Swap "Target" for "Label" in the rows from the line containing "instance of the sky" through the end of the rows below, inclusive, and reproduce only those lines with everything else unchanged.

-- GIVEN RECORDS start --

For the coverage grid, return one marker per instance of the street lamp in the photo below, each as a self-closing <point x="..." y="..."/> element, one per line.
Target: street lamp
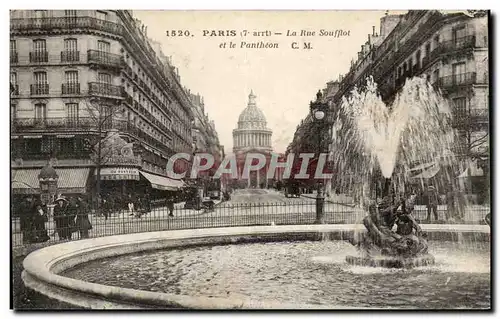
<point x="318" y="111"/>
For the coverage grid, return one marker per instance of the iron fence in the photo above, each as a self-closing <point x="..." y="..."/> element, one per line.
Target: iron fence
<point x="27" y="231"/>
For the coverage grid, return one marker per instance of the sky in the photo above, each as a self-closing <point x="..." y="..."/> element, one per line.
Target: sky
<point x="284" y="80"/>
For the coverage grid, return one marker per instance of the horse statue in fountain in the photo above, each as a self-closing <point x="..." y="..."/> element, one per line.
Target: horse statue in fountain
<point x="382" y="246"/>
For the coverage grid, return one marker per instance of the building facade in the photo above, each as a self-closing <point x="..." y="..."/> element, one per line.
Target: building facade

-- GIVEN RECORDS end --

- **WRITTEN RESPONSE**:
For the coverage grid, return one marker per instance of the sky in the photo above, each as a self-closing <point x="..." y="..."/> element, one per line.
Label: sky
<point x="284" y="80"/>
For the coverage grid, return one marker per instance of the horse statue in fountain in the photo above, each as a self-closing <point x="..." y="..."/> element, one per line.
Label: horse statue in fountain
<point x="382" y="246"/>
For the coverage grid, return one marker per instance of the building facade in the photo above, each as a self-closing <point x="..." y="..."/> element, one per line.
Label: building facade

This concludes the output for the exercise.